[Dataset items]

▼▼▼

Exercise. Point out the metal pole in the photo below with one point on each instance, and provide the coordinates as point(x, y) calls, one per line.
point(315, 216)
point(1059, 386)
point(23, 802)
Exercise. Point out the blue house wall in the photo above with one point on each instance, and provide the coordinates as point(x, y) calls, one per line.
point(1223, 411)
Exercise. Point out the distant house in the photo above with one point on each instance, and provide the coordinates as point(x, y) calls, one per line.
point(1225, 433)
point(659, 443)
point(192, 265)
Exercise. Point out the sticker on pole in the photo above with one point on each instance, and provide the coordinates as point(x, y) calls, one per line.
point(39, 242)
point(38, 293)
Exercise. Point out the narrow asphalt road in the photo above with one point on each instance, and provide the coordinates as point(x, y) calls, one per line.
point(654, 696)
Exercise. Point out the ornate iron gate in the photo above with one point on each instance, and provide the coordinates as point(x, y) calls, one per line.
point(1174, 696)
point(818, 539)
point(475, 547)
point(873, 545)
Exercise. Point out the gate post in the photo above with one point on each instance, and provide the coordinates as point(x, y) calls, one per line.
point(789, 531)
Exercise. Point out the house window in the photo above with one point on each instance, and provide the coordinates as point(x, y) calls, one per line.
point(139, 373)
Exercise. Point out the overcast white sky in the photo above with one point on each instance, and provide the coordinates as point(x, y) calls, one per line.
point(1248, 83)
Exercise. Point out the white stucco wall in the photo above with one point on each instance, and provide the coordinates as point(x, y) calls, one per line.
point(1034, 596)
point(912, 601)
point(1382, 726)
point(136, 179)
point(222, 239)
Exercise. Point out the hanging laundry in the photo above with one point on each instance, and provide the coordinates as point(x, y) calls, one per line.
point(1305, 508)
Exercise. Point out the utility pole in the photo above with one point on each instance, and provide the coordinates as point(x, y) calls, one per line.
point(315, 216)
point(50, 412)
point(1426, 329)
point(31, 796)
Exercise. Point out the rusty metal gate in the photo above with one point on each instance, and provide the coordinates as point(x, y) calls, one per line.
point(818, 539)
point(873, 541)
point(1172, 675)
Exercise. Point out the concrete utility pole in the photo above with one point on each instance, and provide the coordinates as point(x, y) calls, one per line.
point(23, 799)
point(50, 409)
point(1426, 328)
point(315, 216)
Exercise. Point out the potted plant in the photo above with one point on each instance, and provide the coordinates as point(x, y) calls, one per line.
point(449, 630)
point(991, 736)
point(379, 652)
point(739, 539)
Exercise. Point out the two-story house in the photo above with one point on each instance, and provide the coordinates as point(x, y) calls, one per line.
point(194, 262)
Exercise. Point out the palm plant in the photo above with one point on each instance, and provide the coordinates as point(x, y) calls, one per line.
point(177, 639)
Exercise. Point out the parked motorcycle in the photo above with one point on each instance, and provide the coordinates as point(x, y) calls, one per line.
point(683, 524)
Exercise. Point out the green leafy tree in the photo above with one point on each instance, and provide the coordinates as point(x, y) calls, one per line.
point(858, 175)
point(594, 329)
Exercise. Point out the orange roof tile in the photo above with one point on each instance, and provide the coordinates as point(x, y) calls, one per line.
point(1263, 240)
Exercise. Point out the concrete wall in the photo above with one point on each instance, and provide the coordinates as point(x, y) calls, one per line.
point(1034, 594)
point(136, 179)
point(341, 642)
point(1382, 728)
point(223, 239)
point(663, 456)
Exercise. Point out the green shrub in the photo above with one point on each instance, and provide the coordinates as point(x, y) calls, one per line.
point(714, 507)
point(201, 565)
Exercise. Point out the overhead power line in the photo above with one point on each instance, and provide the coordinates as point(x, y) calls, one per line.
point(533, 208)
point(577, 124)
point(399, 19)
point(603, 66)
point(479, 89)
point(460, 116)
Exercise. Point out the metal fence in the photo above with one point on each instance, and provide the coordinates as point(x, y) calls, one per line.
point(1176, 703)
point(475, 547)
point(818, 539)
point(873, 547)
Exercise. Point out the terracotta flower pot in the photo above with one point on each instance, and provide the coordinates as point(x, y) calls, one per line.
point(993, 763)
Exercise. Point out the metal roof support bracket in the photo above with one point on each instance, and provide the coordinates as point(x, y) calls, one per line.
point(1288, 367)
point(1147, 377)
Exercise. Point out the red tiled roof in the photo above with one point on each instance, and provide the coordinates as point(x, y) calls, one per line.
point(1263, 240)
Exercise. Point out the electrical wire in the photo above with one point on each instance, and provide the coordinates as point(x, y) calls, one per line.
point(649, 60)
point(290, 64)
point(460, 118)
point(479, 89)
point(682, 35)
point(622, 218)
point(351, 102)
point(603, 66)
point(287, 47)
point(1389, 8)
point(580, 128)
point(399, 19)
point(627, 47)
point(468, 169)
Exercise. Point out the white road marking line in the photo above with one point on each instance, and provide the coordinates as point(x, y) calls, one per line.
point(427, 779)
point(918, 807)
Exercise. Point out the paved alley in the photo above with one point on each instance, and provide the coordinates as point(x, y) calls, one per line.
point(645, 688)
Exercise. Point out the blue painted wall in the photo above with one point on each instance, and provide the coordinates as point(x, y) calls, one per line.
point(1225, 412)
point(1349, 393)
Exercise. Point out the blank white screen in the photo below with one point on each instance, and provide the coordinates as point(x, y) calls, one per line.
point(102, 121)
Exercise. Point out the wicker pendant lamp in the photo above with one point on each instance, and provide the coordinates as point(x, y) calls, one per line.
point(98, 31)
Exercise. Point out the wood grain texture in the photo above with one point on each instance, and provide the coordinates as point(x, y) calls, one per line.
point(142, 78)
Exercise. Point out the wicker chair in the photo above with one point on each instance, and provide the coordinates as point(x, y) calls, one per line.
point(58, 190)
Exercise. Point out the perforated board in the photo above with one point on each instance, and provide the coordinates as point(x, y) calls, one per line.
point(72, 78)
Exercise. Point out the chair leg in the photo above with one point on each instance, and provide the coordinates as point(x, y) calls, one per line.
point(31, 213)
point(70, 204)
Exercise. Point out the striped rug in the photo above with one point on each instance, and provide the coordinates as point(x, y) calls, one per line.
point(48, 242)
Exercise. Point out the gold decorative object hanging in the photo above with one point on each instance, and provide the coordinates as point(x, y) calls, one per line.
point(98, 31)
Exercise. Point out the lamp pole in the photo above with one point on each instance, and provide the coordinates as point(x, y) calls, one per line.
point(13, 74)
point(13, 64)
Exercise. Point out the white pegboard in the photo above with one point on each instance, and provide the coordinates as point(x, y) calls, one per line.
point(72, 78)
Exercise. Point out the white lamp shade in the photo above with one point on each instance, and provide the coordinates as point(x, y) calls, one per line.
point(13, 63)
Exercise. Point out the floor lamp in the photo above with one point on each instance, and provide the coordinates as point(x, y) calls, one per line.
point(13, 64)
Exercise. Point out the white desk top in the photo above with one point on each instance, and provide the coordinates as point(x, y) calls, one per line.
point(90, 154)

▲▲▲

> **WHAT IS EXPECTED**: Reproduce every line above without error.

> **OUTPUT FOR THIS TASK**:
Exercise. Point out the metal pole in the photo below with one point on each instance, and provide the coordinates as point(x, y) calls, one per line.
point(315, 216)
point(1059, 386)
point(23, 802)
Exercise. Point out the blue house wall in the photo above with one point on each instance, and provide the coordinates as point(x, y) calls, one per line.
point(1223, 411)
Exercise. Point out the distant house in the photo above with one point on each instance, and provide the coordinates as point(x, y) calls, one per line.
point(1225, 433)
point(659, 443)
point(192, 265)
Exercise. Point out the sticker on pole in the photo above with one point on each instance, and provide the coordinates as point(x, y) calls, one per line.
point(39, 242)
point(38, 293)
Exercise. Point out the narrow asphalt road in the photo above with one point on each instance, and provide the coordinates as point(x, y) calls, one per line.
point(654, 696)
Exercise. Point out the ornate iron gate in the photo above with one point on each instance, and provide the coordinates as point(x, y) calls, one per line.
point(1174, 696)
point(818, 539)
point(475, 547)
point(873, 545)
Exercise. Point out the gate post in the photo above with one point on each instance, and provide the coordinates as point(x, y) calls, one per line.
point(789, 531)
Exercise. Point out the house window in the photo above with one point on each instance, and provide the coordinates as point(x, y) calls, one per line.
point(139, 373)
Exercise. Point out the overcast white sky in the photo above with one point on each instance, and provide the coordinates as point(x, y) calls, one per line.
point(1248, 83)
Exercise. Point out the white stucco wall in the photo above with one point on each instance, and provide the coordinates as point(x, y) calls, one per line.
point(1034, 596)
point(912, 601)
point(1382, 726)
point(136, 179)
point(222, 239)
Exercise. Point out the hanging laundry in the photo above with one point on each instance, and provide the coordinates as point(x, y) calls, one per line.
point(1305, 508)
Exercise. Point out the utility pole in the photo above with one point on each instance, and provide the coordinates as point(x, y) calls, one per line.
point(315, 216)
point(50, 412)
point(1426, 329)
point(31, 796)
Exercise. Point out the rusty metal gate in the photo above with one point on each instance, and provide the coordinates as point(x, y) calls, one per line.
point(818, 539)
point(873, 541)
point(1172, 675)
Exercise. Point out the concrete utility pole in the photo above with one point on each instance, and provide the coordinates as point(x, y) calls, one per line.
point(23, 799)
point(50, 409)
point(1426, 328)
point(315, 216)
Exercise. Point out the potted plant in the photo above with one point on each instance, and provide the coordinates as point(x, y) calls, one per line.
point(449, 630)
point(991, 736)
point(379, 652)
point(739, 539)
Exercise. Point out the two-story house in the photo above with one point on each instance, and provide the coordinates as point(x, y) calls, one per line.
point(194, 262)
Exercise. Point out the palm plant in the photo above with one point on each instance, and provide the coordinates as point(x, y) calls, one per line.
point(177, 639)
Exercise. Point out the parked motorcycle in the photo above with one point on each instance, and provide the coordinates as point(x, y) calls, one per line.
point(683, 524)
Exercise. Point out the green leafy tree in the photo above with one point on each instance, and provide the coordinates as point(x, y) calls, one per line.
point(858, 175)
point(594, 329)
Exercise. Point out the orange roof tile in the photo above with one point on each instance, and provide the coordinates as point(x, y) calls, one per line.
point(1263, 240)
Exercise. Point out the concrete wall in the photo above with one point on each instance, and provide the coordinates as point(x, y) calls, one per line.
point(1034, 594)
point(136, 179)
point(341, 642)
point(1382, 728)
point(223, 239)
point(663, 456)
Exercise. Point out the green shrub in the photo above with one point on each instance, and provide the coordinates as point(x, y) calls, one per line.
point(714, 507)
point(201, 565)
Exercise. Point out the overhead power line in the photo above with one point on each instance, and provide the coordinates as point(x, y) calls, one per line.
point(533, 208)
point(577, 124)
point(399, 19)
point(603, 66)
point(479, 89)
point(460, 116)
Exercise. Point out the metal fence in the photo above with one point on each instance, and provide the coordinates as point(x, y) calls, one per line.
point(1176, 703)
point(475, 547)
point(818, 539)
point(873, 547)
Exercise. Point out the terracotta flower pot in the photo above with one point on each instance, and provide the coordinates as point(x, y) calls, one per line.
point(993, 763)
Exercise. Point out the metal roof support bracket in the photo above with one point on each instance, and provide the coordinates as point(x, y) calls, one per line.
point(1288, 367)
point(1147, 377)
Exercise. Point out the red tiled roof in the photo above with one point on each instance, and provide the coordinates as point(x, y) calls, one per line.
point(1263, 240)
Exercise. Point out the electrical wire in the photo above with one point on each instance, and provide the coordinates as point(x, y) calls, one per line.
point(649, 60)
point(290, 64)
point(460, 118)
point(479, 89)
point(682, 35)
point(622, 218)
point(351, 102)
point(603, 66)
point(287, 47)
point(1389, 8)
point(580, 128)
point(399, 19)
point(627, 47)
point(468, 169)
Exercise. Point out the white road marking line in the photo above with one point on each instance, and provide the coordinates as point(x, y) calls, one per line.
point(427, 779)
point(918, 807)
Exercise. Point out the paved alley in the photo above with one point on each instance, and provide the coordinates as point(x, y) calls, one per line.
point(645, 688)
Exercise. Point out the blue painted wall in the photo above with one point on each instance, and provide the coordinates as point(x, y) calls, one per line.
point(1225, 412)
point(1349, 393)
Exercise. Point out the blank white screen in the photo below with one point on each instance, and provide the coordinates as point(x, y) calls, one per line.
point(102, 121)
Exercise. Point out the wicker pendant lamp in the photo above with one point on each instance, and provide the coordinates as point(x, y) calls, one per line.
point(98, 31)
Exercise. Point out the wood grain texture in the photo above with one point on each instance, and provide the coordinates as point(x, y) calls, one per line.
point(142, 78)
Exercise. Point out the wicker chair in the photo above with one point on each instance, and provide the coordinates as point(x, y) calls, one per line.
point(58, 190)
Exercise. Point out the perforated board in the photo above with one point on each instance, and provide the coordinates as point(x, y) calls, one per line.
point(72, 78)
Exercise. Point out the chair leg in the photo above with one point on each instance, and provide the coordinates as point(x, y) calls, one per line.
point(31, 213)
point(70, 204)
Exercise. Point out the striped rug in the photo above with one point on each instance, and provide the coordinates as point(x, y) calls, one per line.
point(48, 242)
Exercise. Point out the gold decorative object hanging in the photo above with one point on each instance, and provide the coordinates as point(x, y) calls, one per line.
point(98, 31)
Exercise. Point out the lamp pole in the photo above with one point on each instance, and provide the coordinates as point(x, y) calls, one per line.
point(13, 74)
point(13, 64)
Exercise. Point out the white pegboard in the photo above with one point on each instance, and provide the coordinates as point(x, y) calls, one per line.
point(72, 78)
Exercise. Point out the white lamp shade in the photo above with one point on each instance, and provide the coordinates as point(x, y) calls, one per line.
point(13, 63)
Exercise. Point out the floor lamp in the photo above with one point on each instance, and provide the coordinates as point(x, y) calls, one per line.
point(13, 64)
Exercise. Point out the white desk top in the photo above with one point on each instance, and provide the coordinates as point(x, y) calls, one per line.
point(90, 154)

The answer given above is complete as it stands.